• _DIRECTIONS FOR THIS TASK_:
Write out the records word for word.

⟨

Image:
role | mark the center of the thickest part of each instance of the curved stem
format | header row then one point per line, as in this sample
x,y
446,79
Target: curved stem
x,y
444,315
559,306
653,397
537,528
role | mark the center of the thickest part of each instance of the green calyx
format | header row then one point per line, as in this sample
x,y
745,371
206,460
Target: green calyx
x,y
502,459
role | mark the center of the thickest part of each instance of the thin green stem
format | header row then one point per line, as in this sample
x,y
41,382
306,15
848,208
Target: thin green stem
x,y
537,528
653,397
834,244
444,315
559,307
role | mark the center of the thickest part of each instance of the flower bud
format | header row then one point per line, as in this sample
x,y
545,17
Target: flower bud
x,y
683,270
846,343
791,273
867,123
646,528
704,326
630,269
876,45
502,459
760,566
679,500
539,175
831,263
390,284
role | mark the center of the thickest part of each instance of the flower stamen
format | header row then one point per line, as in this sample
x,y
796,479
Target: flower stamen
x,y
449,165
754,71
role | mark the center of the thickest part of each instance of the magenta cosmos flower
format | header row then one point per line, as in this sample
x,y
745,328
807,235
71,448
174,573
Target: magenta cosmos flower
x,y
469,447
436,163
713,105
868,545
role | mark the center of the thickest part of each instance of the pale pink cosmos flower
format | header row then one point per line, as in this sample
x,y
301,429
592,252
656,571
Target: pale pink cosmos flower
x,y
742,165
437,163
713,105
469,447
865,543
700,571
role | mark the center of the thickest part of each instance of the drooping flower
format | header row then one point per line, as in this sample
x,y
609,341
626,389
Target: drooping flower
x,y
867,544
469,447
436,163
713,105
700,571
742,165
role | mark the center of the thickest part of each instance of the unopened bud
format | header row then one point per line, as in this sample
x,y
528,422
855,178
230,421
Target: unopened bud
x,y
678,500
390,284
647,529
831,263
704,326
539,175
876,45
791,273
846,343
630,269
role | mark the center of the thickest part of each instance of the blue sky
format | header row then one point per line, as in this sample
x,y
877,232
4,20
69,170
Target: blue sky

⟩

• _TASK SOLUTION_:
Image:
role | mark the center of the thickest part of each instance of the curved stem
format | header row then one point per line, as in this sample
x,y
446,79
Target: curved stem
x,y
444,315
559,306
653,397
537,528
role | mark the center of the thickest part of each instance of the green calyx
format | header row then one point per line, as in this sample
x,y
745,371
206,460
Target: green calyx
x,y
502,459
role | mark the center of the thickest part of each instance of the thin green stem
format | header row then one point per line, as in this sample
x,y
41,382
306,15
848,208
Target: thin green stem
x,y
537,528
653,397
834,244
444,315
559,307
role | mark the center of the thickest part of each instance of the flower bud
format | header row then one point per line, as in this sample
x,y
545,17
Target: flower bud
x,y
683,270
846,343
791,273
867,123
646,528
704,326
630,269
876,45
502,459
760,566
679,500
539,175
831,263
390,284
role | mark the center of the thickest part of each instance of the flower stamen
format | header row then one point per line, as in this sample
x,y
796,479
Target: flower stamen
x,y
449,165
754,71
role | mark the center of the thickest part of each instance of the magenta cosmos flower
format | header row then one point per line, as in this sample
x,y
745,328
807,235
71,448
174,573
Target: magenta cosmos flower
x,y
469,447
436,163
713,105
868,545
role | mark the center of the thickest part of each instance of the pale pink cosmos flower
format | header row then one point per line, as in this sample
x,y
301,429
592,252
656,571
Target: pale pink cosmos flower
x,y
742,165
437,163
713,105
469,447
865,543
700,571
role | mark the center of the thickest part of each instance of the drooping flower
format | header row then one point per line, as in this sample
x,y
609,341
626,389
Target: drooping flower
x,y
867,544
469,447
436,163
713,105
700,571
742,165
role | mark the center of the thickest part of each instance of the unopened bud
format | header row then one point per line, as in this sample
x,y
528,422
855,178
230,421
Target: unopened bud
x,y
678,500
390,284
647,529
831,263
704,326
539,175
876,45
791,273
846,343
630,269
role | mark the center of the thickest part of each instance of the blue sky
format | header row then one point per line, as in this sample
x,y
877,232
4,20
69,170
Target: blue sky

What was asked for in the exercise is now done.